DOCUMENT EXCERPT.
________________________________________

Hey!
In machine learning (ML), there is a balance between applying your expertise and acting as if you know nothing. Expertise can be a powerful tool when deciding what information you should train your ML algorithm with, but it can lead to consequential biases. Your expertise can bias you away from selecting unusual features that could have been very useful. In machine learning, a “feature” is a measurable aspect of your data (ex: age, gender, class, etc.)
For example, consider an expert on the Titanic is attempting to predict which passengers survived using an ML algorithm. The expert may be aware that passengers were segregated by class so they may have selected “class” as a useful feature. However, this expertise may have blinded them to the fact that the single greatest predictor is the person’s gender. Think of the common phrase: “women and children first”.
Machine learning has several techniques that can help mitigate this:
- Avoid data snooping. Your expertise may lead you to manipulate the features so that your algorithm gives you the results you expect (confirmation bias). Create a “test set” to evaluate your algorithm and avoid looking at it too much. If you’ve looked at the test data, then you may think you know what the algorithm should do. If the algorithm doesn’t do what you expect, you might manipulate it until it does. This is a form of confirmation bias.
- Use algorithms that drop features without your intervention. Lasso regression and decision trees are two algorithms that can ignore features of data that they determine to not be useful.
- Use backward elimination by training a model on all available features, removing a feature that is insignificant, training the model again, removing another feature, training the model again, etc. With this technique, you continue that cycle until removing a feature does not improve the results of your model. Using the model’s performance to select features removes the expert’s biases.
- Use dimensionality reduction. These techniques can help you create new features that represent your data. A feature can be thought of as a dimension on a graph, and by reducing the dimensions these techniques cause only strong features to survive.
In life and in machine learning, we should be careful of our biases!
I hope you found this month’s newsletter thought-provoking.

________________________________________

SUPPLIED DATA.
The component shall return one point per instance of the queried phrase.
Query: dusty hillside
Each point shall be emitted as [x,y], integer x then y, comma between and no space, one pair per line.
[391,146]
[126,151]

________________________________________

WRITTEN TASK 1. Copy the stretch of the machine learning newsletter from "- Use dimensionality" through "month’s newsletter thought-provoking.".
WRITTEN TASK 2. Which two algorithms does the machine learning newsletter name as able to ignore features they determine to not be useful?

FINAL ANSWER 1.
- Use dimensionality reduction. These techniques can help you create new features that represent your data. A feature can be thought of as a dimension on a graph, and by reducing the dimensions these techniques cause only strong features to survive.
In life and in machine learning, we should be careful of our biases!
I hope you found this month’s newsletter thought-provoking.

FINAL ANSWER 2. Lasso regression and decision trees.